▶ [Stored data entries]:

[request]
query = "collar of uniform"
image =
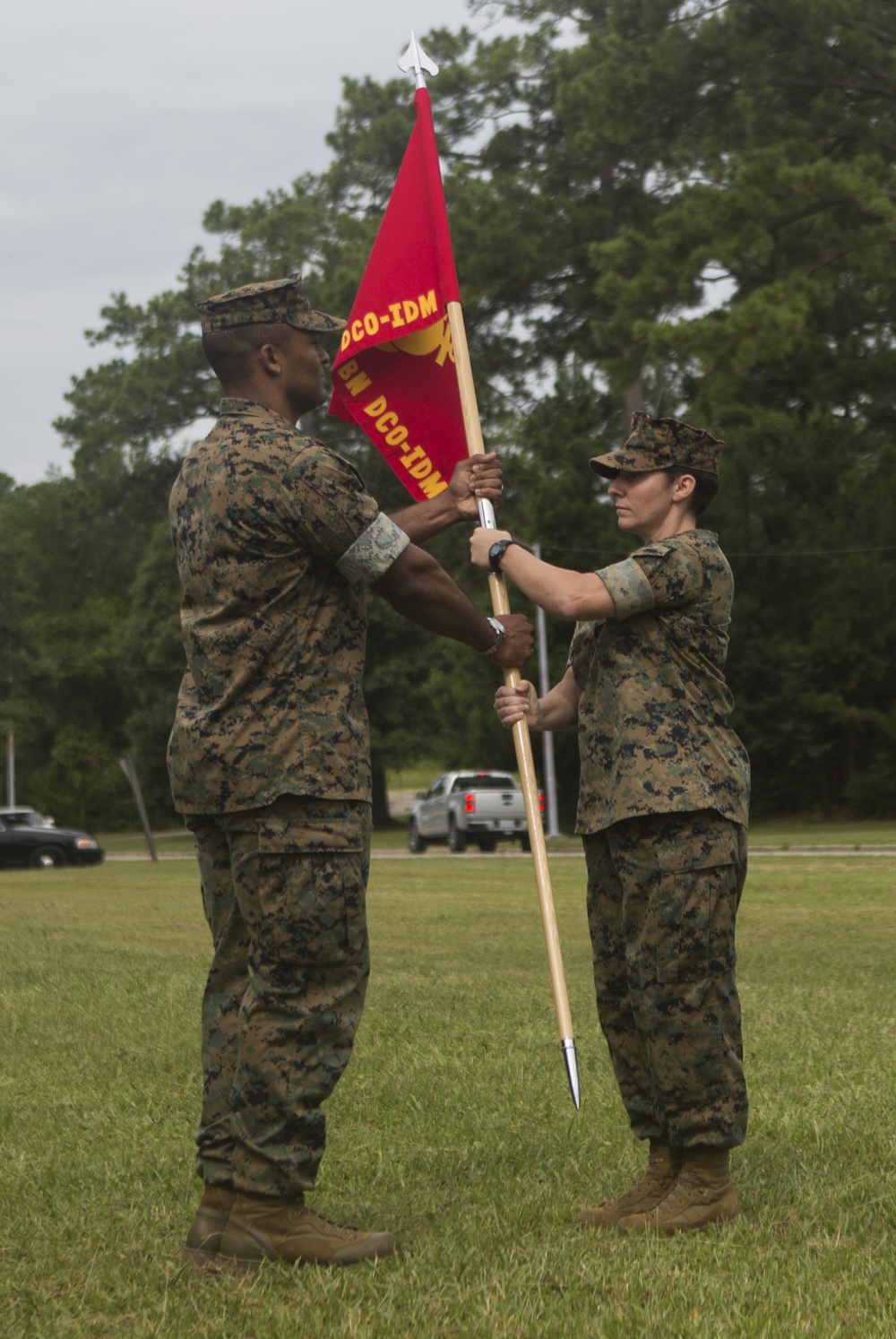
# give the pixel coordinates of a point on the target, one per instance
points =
(235, 407)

▶ [Problem statement]:
Return all records exactly; no pictures.

▶ [The answer]:
[request]
query = "collar of uniform"
image =
# give the pixel coordinates of a point on the target, one per instance
points =
(235, 407)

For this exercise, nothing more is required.